> **Assignment**: Could you copy every record below exactly as it is written?

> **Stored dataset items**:
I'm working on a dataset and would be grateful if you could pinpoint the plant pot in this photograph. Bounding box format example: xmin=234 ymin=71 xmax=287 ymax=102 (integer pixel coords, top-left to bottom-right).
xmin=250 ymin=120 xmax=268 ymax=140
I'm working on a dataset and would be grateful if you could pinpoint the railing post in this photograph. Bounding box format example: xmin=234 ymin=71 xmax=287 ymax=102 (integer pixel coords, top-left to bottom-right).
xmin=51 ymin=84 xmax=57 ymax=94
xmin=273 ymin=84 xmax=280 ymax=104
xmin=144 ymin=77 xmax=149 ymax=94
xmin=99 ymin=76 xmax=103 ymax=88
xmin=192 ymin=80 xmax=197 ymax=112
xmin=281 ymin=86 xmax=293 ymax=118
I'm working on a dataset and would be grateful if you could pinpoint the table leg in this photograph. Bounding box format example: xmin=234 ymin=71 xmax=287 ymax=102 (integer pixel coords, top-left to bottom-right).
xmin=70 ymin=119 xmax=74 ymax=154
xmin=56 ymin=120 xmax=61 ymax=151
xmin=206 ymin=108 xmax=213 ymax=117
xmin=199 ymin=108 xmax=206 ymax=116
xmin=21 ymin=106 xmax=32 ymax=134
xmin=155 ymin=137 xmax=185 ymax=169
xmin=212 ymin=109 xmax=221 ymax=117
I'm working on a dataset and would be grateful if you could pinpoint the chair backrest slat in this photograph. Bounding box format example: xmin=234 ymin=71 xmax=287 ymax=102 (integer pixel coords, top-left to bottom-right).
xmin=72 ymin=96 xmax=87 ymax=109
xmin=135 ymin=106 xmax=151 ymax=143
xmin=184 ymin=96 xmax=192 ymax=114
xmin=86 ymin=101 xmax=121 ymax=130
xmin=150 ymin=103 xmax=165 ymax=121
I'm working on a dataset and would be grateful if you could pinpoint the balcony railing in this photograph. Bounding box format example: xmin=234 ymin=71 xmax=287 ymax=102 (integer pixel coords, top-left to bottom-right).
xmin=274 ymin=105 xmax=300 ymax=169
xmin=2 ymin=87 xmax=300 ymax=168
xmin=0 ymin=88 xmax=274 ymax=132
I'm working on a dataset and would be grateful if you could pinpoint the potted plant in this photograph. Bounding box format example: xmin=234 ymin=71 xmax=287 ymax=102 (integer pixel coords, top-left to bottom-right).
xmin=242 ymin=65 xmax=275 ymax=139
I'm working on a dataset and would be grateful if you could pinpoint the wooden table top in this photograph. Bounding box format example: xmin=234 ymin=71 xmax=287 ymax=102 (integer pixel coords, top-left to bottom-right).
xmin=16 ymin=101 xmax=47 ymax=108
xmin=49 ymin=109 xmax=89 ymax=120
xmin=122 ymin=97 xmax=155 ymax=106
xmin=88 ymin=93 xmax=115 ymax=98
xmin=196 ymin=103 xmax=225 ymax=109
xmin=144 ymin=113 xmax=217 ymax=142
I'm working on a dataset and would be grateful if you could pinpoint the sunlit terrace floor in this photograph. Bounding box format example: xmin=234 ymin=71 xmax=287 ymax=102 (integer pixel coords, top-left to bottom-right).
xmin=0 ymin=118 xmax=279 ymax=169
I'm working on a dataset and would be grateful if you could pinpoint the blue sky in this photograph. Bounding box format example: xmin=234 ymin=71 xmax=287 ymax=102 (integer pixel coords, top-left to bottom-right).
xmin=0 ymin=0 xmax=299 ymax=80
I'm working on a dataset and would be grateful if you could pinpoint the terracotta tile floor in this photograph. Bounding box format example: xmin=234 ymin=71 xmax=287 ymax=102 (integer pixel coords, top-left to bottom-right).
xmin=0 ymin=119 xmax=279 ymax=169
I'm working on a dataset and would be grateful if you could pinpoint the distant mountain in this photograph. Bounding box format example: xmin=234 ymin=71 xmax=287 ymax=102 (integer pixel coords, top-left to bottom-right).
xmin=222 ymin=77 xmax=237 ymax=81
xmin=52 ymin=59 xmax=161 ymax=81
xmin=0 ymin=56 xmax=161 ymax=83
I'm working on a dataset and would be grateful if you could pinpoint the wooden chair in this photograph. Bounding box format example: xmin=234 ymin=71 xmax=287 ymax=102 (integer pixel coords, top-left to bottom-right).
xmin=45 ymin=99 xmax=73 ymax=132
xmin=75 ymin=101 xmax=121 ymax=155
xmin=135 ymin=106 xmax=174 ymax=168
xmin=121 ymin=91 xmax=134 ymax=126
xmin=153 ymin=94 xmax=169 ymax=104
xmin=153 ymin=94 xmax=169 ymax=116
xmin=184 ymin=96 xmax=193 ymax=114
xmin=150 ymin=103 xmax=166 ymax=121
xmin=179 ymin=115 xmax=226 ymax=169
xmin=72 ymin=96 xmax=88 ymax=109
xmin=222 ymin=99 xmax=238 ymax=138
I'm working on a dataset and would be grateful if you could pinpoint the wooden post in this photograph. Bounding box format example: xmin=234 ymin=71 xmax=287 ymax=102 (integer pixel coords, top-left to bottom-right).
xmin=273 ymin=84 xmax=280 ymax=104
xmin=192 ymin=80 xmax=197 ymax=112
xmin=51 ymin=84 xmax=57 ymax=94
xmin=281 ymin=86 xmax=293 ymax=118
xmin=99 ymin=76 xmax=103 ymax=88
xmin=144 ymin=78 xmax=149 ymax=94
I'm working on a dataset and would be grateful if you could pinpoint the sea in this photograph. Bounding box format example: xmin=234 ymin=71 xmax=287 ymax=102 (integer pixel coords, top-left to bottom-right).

> **Answer for this exercise**:
I'm working on a dataset and would be grateful if you could pinpoint the plant pot in this photograph. Bounding box format example: xmin=234 ymin=71 xmax=287 ymax=102 (integer pixel coords, top-left to bottom-right).
xmin=250 ymin=120 xmax=268 ymax=140
I'm working on a dataset and would be grateful if you could pinpoint the railing post in this photograph. Bounding box format example: xmin=234 ymin=71 xmax=287 ymax=102 (integer pixel coords, top-left to bottom-right).
xmin=51 ymin=84 xmax=57 ymax=94
xmin=273 ymin=84 xmax=280 ymax=104
xmin=144 ymin=77 xmax=149 ymax=94
xmin=99 ymin=76 xmax=103 ymax=88
xmin=192 ymin=80 xmax=197 ymax=112
xmin=281 ymin=86 xmax=293 ymax=118
I'm working on a dataset and would be grateful if you could pinpoint the table leg in this photograph. Bounding box format example: xmin=234 ymin=71 xmax=287 ymax=102 (integer pixel coords, top-left to bottom-right).
xmin=70 ymin=119 xmax=74 ymax=154
xmin=56 ymin=120 xmax=61 ymax=151
xmin=206 ymin=108 xmax=213 ymax=117
xmin=199 ymin=108 xmax=206 ymax=116
xmin=21 ymin=106 xmax=32 ymax=134
xmin=155 ymin=137 xmax=185 ymax=169
xmin=212 ymin=109 xmax=221 ymax=117
I'm working on a dataset and would be grateful if you could pinpoint the chair backrest slat in this photograph. Bounding box format example: xmin=234 ymin=71 xmax=287 ymax=102 (integer pixel coords, top-left to bottom-right).
xmin=72 ymin=96 xmax=87 ymax=109
xmin=135 ymin=106 xmax=151 ymax=143
xmin=184 ymin=96 xmax=192 ymax=114
xmin=86 ymin=101 xmax=121 ymax=130
xmin=150 ymin=103 xmax=165 ymax=121
I'm working on a dataset and would be grateful if you could pinpoint the balcony railing in this photograph. Bounding box format example: xmin=234 ymin=71 xmax=287 ymax=102 (integer pixel coords, top-left to bottom-right).
xmin=274 ymin=105 xmax=300 ymax=169
xmin=2 ymin=87 xmax=300 ymax=168
xmin=0 ymin=88 xmax=274 ymax=132
I'm working on a dataset and would be grateful if you could pinpoint the potted plant in this photograph. Bounding box format example: xmin=234 ymin=71 xmax=287 ymax=102 (integer pixel coords, top-left to bottom-right).
xmin=242 ymin=65 xmax=275 ymax=139
I'm working on a dataset and would be grateful if you could pinpoint the wooden table top in this photograph. Bounding box format example: xmin=234 ymin=71 xmax=287 ymax=102 (integer pixel coords, top-left to bottom-right).
xmin=16 ymin=101 xmax=47 ymax=108
xmin=49 ymin=109 xmax=89 ymax=120
xmin=122 ymin=97 xmax=155 ymax=106
xmin=88 ymin=93 xmax=115 ymax=98
xmin=196 ymin=103 xmax=225 ymax=109
xmin=144 ymin=113 xmax=217 ymax=142
I'm working on a dataset and would be grateful if you could pinpoint the sunlit terrace floor in this photograph. Bounding box format example: xmin=234 ymin=71 xmax=287 ymax=102 (integer pixel coords, top-left to bottom-right).
xmin=0 ymin=118 xmax=279 ymax=169
I'm working on a dataset and would be grateful if you could pinpoint the blue sky in this photograph. Bounding box format example: xmin=234 ymin=71 xmax=287 ymax=102 (integer pixel coords, top-left to bottom-right).
xmin=0 ymin=0 xmax=299 ymax=80
I'm working on a dataset and would be grateful if you could pinpoint the terracotta tile floor in this photograph. Bounding box format example: xmin=234 ymin=71 xmax=287 ymax=102 (integer pixel coords, top-left to bottom-right).
xmin=0 ymin=119 xmax=279 ymax=169
I'm working on a dataset and would be grateful if you could pinpoint the distant mountain in this photograph. Bounding box format example: xmin=234 ymin=71 xmax=287 ymax=102 (integer pixel coords, top-left to bottom-right).
xmin=222 ymin=77 xmax=237 ymax=81
xmin=52 ymin=59 xmax=161 ymax=81
xmin=0 ymin=56 xmax=161 ymax=83
I'm working on a dataset and would be grateful if you could pinpoint the wooden chair in this photograph. Bounding box format example: xmin=234 ymin=71 xmax=287 ymax=102 (integer pixel coords, top-left to bottom-right).
xmin=45 ymin=99 xmax=73 ymax=132
xmin=75 ymin=101 xmax=121 ymax=155
xmin=135 ymin=106 xmax=174 ymax=168
xmin=121 ymin=91 xmax=134 ymax=126
xmin=153 ymin=94 xmax=169 ymax=104
xmin=153 ymin=94 xmax=169 ymax=116
xmin=184 ymin=96 xmax=193 ymax=114
xmin=150 ymin=103 xmax=166 ymax=121
xmin=179 ymin=115 xmax=226 ymax=169
xmin=72 ymin=96 xmax=88 ymax=109
xmin=222 ymin=99 xmax=238 ymax=138
I'm working on a dataset and would be grateful if you could pinpoint the wooden post in this photograph. Bounding box format example: xmin=234 ymin=71 xmax=287 ymax=102 (integer pixel coords, top-left to bottom-right).
xmin=273 ymin=84 xmax=280 ymax=104
xmin=192 ymin=80 xmax=197 ymax=112
xmin=51 ymin=84 xmax=57 ymax=94
xmin=281 ymin=86 xmax=293 ymax=118
xmin=99 ymin=76 xmax=103 ymax=88
xmin=144 ymin=78 xmax=149 ymax=94
I'm working on a dataset and would be grateful if you could pinpoint the sea in this photograph. Bounding box format example: xmin=234 ymin=71 xmax=287 ymax=102 (integer pixel coords, top-left to bottom-right).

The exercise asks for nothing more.